- INFORMATION GIVEN
****************

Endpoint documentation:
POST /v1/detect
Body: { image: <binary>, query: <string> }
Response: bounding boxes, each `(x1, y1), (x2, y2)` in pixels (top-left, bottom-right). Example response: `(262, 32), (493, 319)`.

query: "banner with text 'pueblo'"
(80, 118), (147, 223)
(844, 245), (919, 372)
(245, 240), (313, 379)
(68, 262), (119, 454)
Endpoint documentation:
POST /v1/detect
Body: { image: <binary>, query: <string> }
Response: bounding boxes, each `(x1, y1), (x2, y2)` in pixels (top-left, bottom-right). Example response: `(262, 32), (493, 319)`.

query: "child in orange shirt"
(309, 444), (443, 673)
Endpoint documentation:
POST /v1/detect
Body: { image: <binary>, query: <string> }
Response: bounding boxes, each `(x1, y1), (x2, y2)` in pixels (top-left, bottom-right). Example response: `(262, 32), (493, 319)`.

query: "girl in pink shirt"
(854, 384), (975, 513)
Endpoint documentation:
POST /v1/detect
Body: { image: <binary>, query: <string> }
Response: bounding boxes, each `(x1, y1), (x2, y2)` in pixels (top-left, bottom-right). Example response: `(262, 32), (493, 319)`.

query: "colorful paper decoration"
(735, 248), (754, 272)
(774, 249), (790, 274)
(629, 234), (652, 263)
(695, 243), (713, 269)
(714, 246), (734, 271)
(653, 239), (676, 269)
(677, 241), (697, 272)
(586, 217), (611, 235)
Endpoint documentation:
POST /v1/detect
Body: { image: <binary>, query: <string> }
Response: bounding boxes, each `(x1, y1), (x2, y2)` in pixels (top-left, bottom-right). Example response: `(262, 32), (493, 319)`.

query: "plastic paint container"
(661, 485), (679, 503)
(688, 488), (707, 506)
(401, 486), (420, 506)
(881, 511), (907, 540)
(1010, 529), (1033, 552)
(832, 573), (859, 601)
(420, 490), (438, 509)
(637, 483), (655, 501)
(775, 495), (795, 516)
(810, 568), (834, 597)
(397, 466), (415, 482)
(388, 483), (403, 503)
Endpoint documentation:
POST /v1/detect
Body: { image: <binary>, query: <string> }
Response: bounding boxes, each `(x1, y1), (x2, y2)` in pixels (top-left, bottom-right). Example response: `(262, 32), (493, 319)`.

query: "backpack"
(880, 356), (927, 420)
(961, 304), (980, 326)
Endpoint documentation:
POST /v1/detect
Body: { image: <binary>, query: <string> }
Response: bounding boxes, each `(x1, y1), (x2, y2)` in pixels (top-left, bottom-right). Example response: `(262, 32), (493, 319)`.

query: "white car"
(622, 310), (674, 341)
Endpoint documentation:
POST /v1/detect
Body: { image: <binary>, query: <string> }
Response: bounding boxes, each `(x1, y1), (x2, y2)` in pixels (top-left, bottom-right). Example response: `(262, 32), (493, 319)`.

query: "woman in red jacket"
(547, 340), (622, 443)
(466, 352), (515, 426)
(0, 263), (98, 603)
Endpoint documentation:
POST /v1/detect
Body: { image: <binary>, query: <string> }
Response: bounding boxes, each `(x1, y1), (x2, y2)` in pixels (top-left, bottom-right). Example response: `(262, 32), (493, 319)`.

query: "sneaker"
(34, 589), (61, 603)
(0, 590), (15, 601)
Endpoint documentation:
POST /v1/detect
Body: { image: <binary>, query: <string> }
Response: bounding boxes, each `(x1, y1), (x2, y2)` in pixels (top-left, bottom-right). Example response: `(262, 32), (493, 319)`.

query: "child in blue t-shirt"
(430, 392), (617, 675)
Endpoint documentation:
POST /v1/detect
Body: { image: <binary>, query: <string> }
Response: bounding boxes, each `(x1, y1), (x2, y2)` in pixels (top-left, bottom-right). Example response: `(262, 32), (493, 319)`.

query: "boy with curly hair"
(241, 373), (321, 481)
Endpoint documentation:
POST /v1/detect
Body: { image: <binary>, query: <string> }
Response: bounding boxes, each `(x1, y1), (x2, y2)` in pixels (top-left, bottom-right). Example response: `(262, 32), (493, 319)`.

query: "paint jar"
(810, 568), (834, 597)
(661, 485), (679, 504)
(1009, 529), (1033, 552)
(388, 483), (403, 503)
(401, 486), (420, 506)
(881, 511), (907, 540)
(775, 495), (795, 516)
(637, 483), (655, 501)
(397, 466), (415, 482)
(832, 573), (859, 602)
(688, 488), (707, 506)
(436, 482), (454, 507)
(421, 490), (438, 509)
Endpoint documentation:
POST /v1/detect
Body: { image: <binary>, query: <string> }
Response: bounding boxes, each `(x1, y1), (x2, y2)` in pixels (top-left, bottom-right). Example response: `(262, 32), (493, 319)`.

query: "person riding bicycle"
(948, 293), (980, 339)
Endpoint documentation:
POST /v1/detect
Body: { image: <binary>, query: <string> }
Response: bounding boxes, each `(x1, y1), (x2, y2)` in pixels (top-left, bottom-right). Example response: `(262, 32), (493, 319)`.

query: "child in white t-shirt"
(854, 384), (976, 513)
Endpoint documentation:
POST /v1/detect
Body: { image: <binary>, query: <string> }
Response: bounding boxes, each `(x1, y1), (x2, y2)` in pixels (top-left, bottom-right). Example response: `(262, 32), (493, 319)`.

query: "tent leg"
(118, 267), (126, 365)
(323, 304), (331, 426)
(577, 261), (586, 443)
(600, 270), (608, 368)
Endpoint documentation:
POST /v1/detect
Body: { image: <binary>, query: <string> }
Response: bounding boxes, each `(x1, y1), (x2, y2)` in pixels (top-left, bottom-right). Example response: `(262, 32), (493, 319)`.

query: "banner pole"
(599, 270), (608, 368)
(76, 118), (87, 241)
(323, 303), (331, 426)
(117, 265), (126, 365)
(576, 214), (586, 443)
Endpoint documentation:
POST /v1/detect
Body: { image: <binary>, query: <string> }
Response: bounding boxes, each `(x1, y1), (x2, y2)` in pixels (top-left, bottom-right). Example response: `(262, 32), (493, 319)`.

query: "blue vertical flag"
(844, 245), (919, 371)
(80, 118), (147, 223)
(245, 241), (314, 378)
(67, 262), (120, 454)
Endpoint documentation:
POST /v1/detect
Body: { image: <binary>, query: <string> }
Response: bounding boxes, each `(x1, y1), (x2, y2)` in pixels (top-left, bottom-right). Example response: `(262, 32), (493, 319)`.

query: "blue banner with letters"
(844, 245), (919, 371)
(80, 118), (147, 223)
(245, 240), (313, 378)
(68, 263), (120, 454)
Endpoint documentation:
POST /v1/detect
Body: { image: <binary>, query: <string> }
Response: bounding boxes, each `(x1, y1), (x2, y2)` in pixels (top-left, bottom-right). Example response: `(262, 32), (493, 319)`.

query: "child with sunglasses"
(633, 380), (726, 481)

****************

- REQUIRED ACTION
Copy each entry above exactly, character for character.

- EXERCISE RESPONSE
Endpoint documentation:
POST /v1/detect
Body: { image: <binary>, query: <string> }
Response: bounding boxes, each `(x1, y1), (x2, y2)` in pixels (top-left, bottom-right). Example response: `(262, 32), (493, 319)`.

query: "banner with text 'pueblo'"
(80, 118), (147, 223)
(844, 245), (919, 372)
(245, 240), (313, 379)
(68, 262), (119, 454)
Endpoint documentation:
POST /v1/detect
Body: { image: <binary>, query: <string> }
Response: bounding boxes, each `(x1, y1), (x2, y2)` in pixels (top-left, bottom-right). Example response: `(262, 32), (493, 319)`.

query: "child in orange shirt"
(309, 444), (443, 673)
Endpoint documentation:
POST /v1/detect
Body: { image: <binary>, query: <string> }
Response: bounding boxes, each `(x1, y1), (x2, y2)` in pixels (top-left, bottom-right). Example response: `(262, 32), (493, 319)`.

query: "girl in pink shirt"
(854, 384), (975, 513)
Endpoint documentation:
POST /v1/detect
Body: { image: <binary>, query: <string> }
Response: bounding boxes, each `(x1, y1), (x2, y2)` in pixels (top-left, bottom-right). Example response: `(262, 32), (493, 319)`.

query: "colorful paper decoration"
(735, 248), (754, 272)
(774, 249), (790, 274)
(629, 234), (652, 263)
(695, 243), (713, 269)
(714, 246), (734, 271)
(653, 239), (676, 269)
(677, 241), (697, 272)
(586, 217), (611, 235)
Endpoint documentation:
POST /v1/detect
Body: { image: <binary>, query: <string> }
Response: bounding boxes, each `(x1, y1), (x2, y2)` in pixels (top-left, bottom-right). Example response: `(262, 32), (493, 319)`.

query: "plastic paint container"
(661, 485), (679, 503)
(688, 488), (707, 506)
(401, 486), (420, 506)
(881, 511), (907, 540)
(1010, 529), (1033, 552)
(832, 573), (859, 601)
(420, 490), (438, 509)
(637, 483), (655, 501)
(775, 495), (795, 516)
(810, 568), (834, 597)
(397, 466), (415, 482)
(388, 483), (403, 503)
Endpoint documentation:
POST /v1/detect
Body: { image: <binary>, query: <string> }
Response: bounding boxes, each `(x1, y1), (x2, y2)` in pixels (top-left, bottom-right). Example response: `(262, 32), (493, 319)`.

query: "backpack"
(880, 356), (927, 420)
(961, 304), (980, 326)
Endpoint documentation:
POST /v1/detect
Body: { image: <binary>, query: <string> }
Response: bounding boxes, each `(x1, y1), (x2, y2)` in pixels (top-left, bottom-right). Example response: `(262, 32), (493, 319)`.

query: "white car"
(622, 310), (674, 341)
Endpoint documentation:
POST /v1/detect
Body: { image: <binary>, query: <string> }
Response: bounding boxes, each `(x1, y1), (x2, y2)` in pixels (top-left, bottom-right). Example response: `(262, 32), (493, 319)`.

query: "woman in red jacket"
(547, 340), (622, 443)
(466, 352), (515, 426)
(0, 263), (98, 603)
Endpoint documentation:
POST /v1/detect
Body: { image: <binary>, query: <string> }
Response: bounding boxes, each `(x1, y1), (x2, y2)` in pixels (top-left, bottom-right). Example response: `(262, 32), (493, 319)`.

query: "sneaker"
(34, 589), (61, 603)
(0, 590), (15, 601)
Endpoint documentation:
POST /v1/detect
Body: { image: <binary>, query: <string> }
Response: bounding boxes, each `(x1, y1), (x2, y2)` in pixels (top-left, bottom-right). Example response: `(262, 32), (493, 319)`.

query: "child in blue t-shirt"
(430, 392), (617, 675)
Endpoint documentation:
POST /v1/detect
Body: { image: <binary>, query: <string> }
Response: bounding boxes, each `(x1, y1), (x2, y2)` in pixels (top-left, bottom-right). Example response: `(262, 32), (493, 319)`.

query: "boy with curly hair"
(241, 373), (321, 481)
Endpoint documentation:
POST /v1/detect
Body: { image: <binary>, query: <string> }
Response: bounding boxes, each `(x1, y1), (x2, y2)` in pixels (top-left, bottom-right). Example response: `(262, 32), (493, 319)`.

query: "paint jar"
(810, 568), (834, 597)
(661, 485), (679, 504)
(1009, 529), (1033, 552)
(388, 483), (403, 503)
(401, 486), (420, 506)
(881, 511), (907, 540)
(775, 495), (795, 516)
(637, 483), (655, 501)
(397, 466), (415, 482)
(832, 573), (859, 602)
(688, 488), (707, 506)
(436, 482), (454, 507)
(421, 490), (438, 509)
Endpoint documentation:
POST /v1/detect
Body: { image: <binary>, query: <string> }
Response: bounding boxes, each `(x1, y1), (x2, y2)` in pixels (top-left, bottom-right). Example response: `(262, 32), (493, 319)`.

query: "person riding bicycle"
(948, 293), (980, 339)
Endpoint documentation:
POST /v1/detect
Body: { image: <binary>, query: <string> }
Response: bounding boxes, each `(x1, y1), (x2, y2)` in pixels (top-left, bottom-right). Example response: `(262, 32), (493, 319)`.

query: "child in white t-shirt"
(854, 384), (976, 513)
Endpoint documentation:
POST /v1/detect
Body: { image: <binary>, query: <string> }
Response: bounding boxes, each `(x1, y1), (x2, y2)` in pixels (top-left, bottom-right). Example response: `(262, 32), (493, 319)`.

query: "tent leg"
(118, 267), (126, 365)
(323, 304), (331, 426)
(577, 261), (586, 443)
(600, 270), (608, 368)
Endpoint documentation:
POST /v1/detect
Body: { image: <binary>, query: <string> }
Response: bounding boxes, each `(x1, y1), (x2, y2)` in pixels (top-left, bottom-right). Example response: `(262, 32), (493, 319)`.

query: "banner pole"
(599, 270), (608, 368)
(76, 118), (87, 241)
(323, 303), (331, 426)
(117, 265), (126, 365)
(576, 214), (586, 443)
Endpoint documentation:
POST /v1/detect
Body: { image: <binary>, query: <string> }
Response: bounding boxes, each `(x1, y1), (x2, y2)` in pixels (top-left, bottom-right). Example response: `(262, 32), (493, 319)`.

query: "blue vertical flag"
(844, 245), (919, 371)
(80, 118), (147, 223)
(245, 241), (314, 378)
(67, 262), (120, 454)
Endpoint documentation:
POST /v1/detect
Body: { image: <binary>, query: <string> }
Response: bounding boxes, each `(x1, y1), (x2, y2)` in pixels (top-left, bottom-right). Example response: `(262, 32), (493, 319)`.

query: "blue banner with letters"
(844, 245), (919, 371)
(80, 118), (147, 223)
(245, 240), (313, 378)
(68, 263), (120, 454)
Endpoint documentation:
POST /v1/detect
Body: { image: <binary>, query: <string> }
Response: bounding boxes, each `(x1, y1), (x2, y2)` in pixels (top-left, bottom-right). Example response: `(262, 32), (493, 319)`.

query: "child with sunglasses"
(633, 380), (726, 481)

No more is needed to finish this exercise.